Extract provided section start

Section: Research Program
Computational Anatomy, Geometric Statistics
Computational anatomy is an emerging discipline at the interface of geometry, statistics and image analysis which aims at developing algorithms to model and analyze the biological shape of tissues and organs. The goal is not only to establish generative models of organ anatomies across diseases, populations, species or ages but also to model the organ development across time (growth or aging) and to estimate their variability and link to other functional, genetic or structural information. Computational anatomy is a key component to support computational physiology and is evidently crucial for building the e-patient and to support e-medicine. Pivotal applications include the spatial normalization of subjects in neuroscience (mapping all the anatomies into a common reference system) and atlas to patient registration to map generic knowledge to patient-specific data. Our objectives will be to develop new efficient algorithmic methods to address the emerging challenges described below and to generate precise specific anatomical model in particular for the brain and the heart, but also other organs and structures (e.g. auditory system, lungs, breasts, etc.).

Extract provided section end

(Required action 1)
In the computational anatomy passage, which two organs are singled out for precise anatomical models?
(Required action 2)
Resume the computational anatomy passage after its final sentence.
The listing is unrelated to the computational anatomy passage.

Data records section start

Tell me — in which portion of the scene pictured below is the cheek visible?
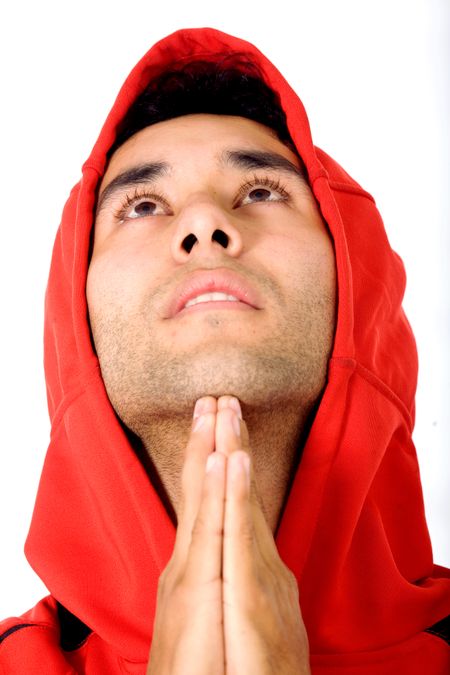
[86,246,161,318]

Data records section end
Data records section start

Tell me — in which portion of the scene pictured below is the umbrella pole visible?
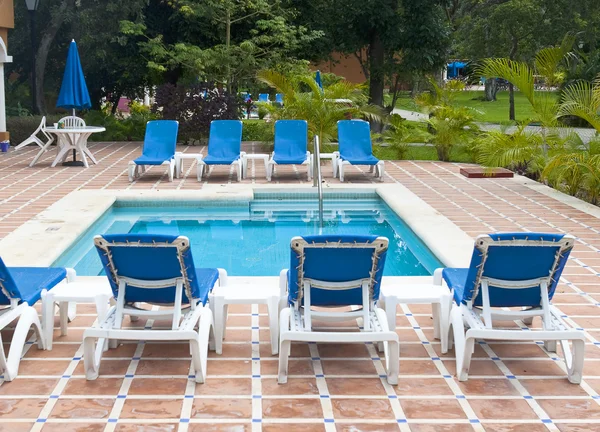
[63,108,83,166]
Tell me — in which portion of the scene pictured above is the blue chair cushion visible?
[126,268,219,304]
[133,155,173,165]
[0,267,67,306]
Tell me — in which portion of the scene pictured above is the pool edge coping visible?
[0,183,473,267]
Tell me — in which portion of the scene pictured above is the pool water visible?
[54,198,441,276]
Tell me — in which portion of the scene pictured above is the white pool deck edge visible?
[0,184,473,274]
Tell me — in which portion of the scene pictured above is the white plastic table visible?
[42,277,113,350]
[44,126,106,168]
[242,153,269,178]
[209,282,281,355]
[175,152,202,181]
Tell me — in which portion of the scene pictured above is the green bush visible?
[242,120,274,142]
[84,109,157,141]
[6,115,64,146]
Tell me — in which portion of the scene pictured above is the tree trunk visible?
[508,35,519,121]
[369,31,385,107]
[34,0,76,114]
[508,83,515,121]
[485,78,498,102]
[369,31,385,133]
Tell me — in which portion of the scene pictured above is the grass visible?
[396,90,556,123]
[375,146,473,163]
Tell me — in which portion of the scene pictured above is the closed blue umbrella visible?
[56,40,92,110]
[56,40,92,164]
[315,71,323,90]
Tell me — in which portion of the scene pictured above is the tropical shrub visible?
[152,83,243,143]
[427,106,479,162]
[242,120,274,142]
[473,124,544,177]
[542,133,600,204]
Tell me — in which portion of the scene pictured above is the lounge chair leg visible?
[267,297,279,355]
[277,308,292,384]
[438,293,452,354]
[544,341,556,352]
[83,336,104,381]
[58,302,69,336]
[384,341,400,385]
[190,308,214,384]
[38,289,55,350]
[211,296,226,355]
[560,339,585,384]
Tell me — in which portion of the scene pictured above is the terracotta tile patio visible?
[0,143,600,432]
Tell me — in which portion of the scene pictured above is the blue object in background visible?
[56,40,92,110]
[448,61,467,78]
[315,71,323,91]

Data records section end
Data records section start

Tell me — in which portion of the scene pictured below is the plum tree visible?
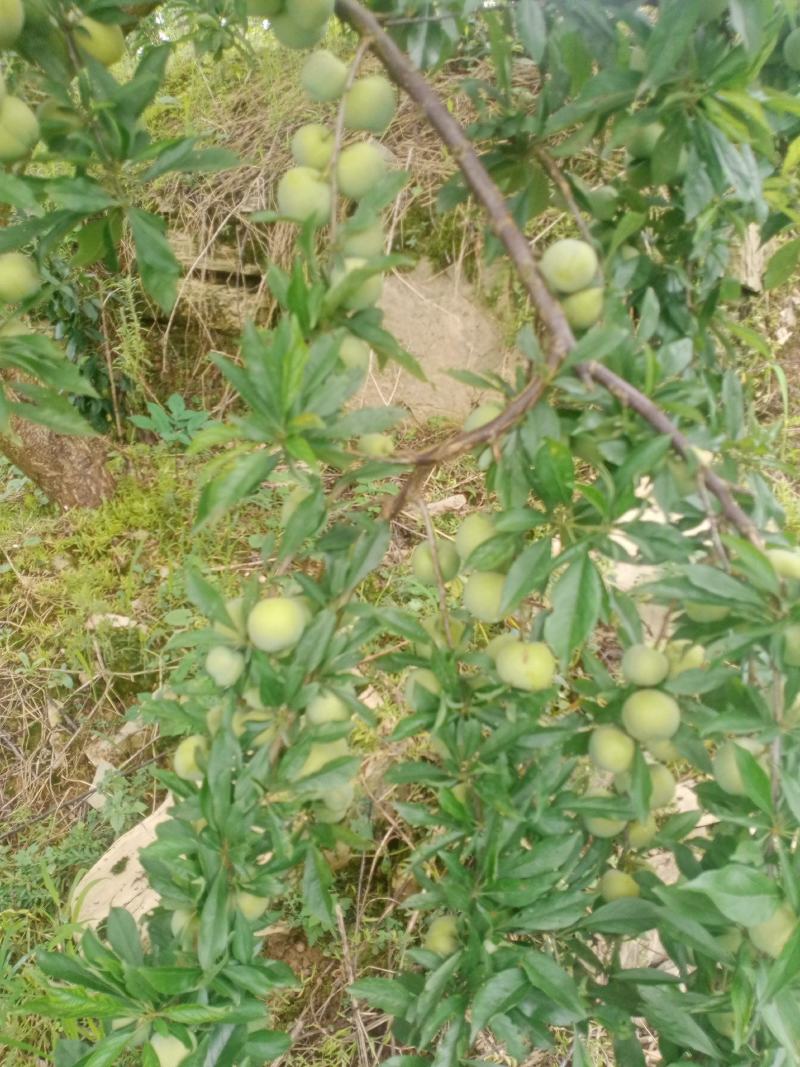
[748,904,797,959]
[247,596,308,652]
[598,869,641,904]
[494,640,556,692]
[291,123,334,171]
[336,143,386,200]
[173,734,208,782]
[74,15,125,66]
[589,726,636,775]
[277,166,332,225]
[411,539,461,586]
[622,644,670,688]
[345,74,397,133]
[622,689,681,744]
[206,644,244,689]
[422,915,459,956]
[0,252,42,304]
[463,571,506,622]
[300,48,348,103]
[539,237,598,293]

Data records section end

(Task output 1)
The brain and the heart.

(Task output 2)
The objects of computational anatomy are often shapes extracted from images or images of labels (segmentation). The observed organ images can also be modeled using registration as the random diffeomorphic deformation of an unknown template (i.e. an orbit).In these cases as in many other applications, invariance properties lead us to consider that these objects belong to non-linear spaces that have a geometric structure. Thus, the mathematical foundations of computational anatomy rely on statistics on non-linear spaces.
Geometric Statistics aim at studying this abstracted problem at the theoretical level. Our goal is to advance the fundamental knowledge in this area, with potential applications to new areas outside of medical imaging. Several challenges which constitute shorter term objectives in this direction are described below.
Large databases and longitudinal evolution: The emergence of larger databases of anatomical images (ADNI, UK biobank) and the increasing availability of temporal evolution drives the need for efficient and scalable statistical techniques. A key issue is to understand how to construct hierarchical models in a non-linear setting.
Non-parametric models of variability: Despite important successes, anatomical data also tend to exhibit a larger variability than what can be modeled with a standard multivariate unimodal Gaussian model. This raises the need for new statistical models to describe the anatomical variability like Bayesian statistics or sample-based statistical model like multi-atlas and archetypal techniques. A second objective is thus to develop efficient algorithmic methods for encoding the statistical variability into models.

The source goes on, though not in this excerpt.